BEGIN RECORDS SUPPLIED
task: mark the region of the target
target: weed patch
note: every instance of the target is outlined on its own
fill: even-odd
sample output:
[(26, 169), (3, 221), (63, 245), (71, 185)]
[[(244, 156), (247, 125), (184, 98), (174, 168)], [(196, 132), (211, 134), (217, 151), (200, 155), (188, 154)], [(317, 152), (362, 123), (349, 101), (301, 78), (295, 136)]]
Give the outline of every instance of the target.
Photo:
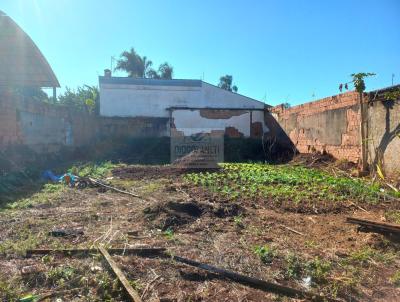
END RECORDS SUPPLIED
The whole of the data needs to be copied word for word, though not its pictures.

task: mark the region of the target
target: weed patch
note: every instance of the target is outlined on its own
fill: even-odd
sample output:
[(26, 169), (3, 221), (63, 245), (71, 185)]
[[(244, 156), (247, 125), (184, 98), (174, 168)], [(196, 132), (211, 134), (217, 151), (200, 155), (188, 154)], [(317, 152), (362, 123), (349, 101), (301, 78), (295, 136)]]
Give the outline of every instance of the target.
Photo:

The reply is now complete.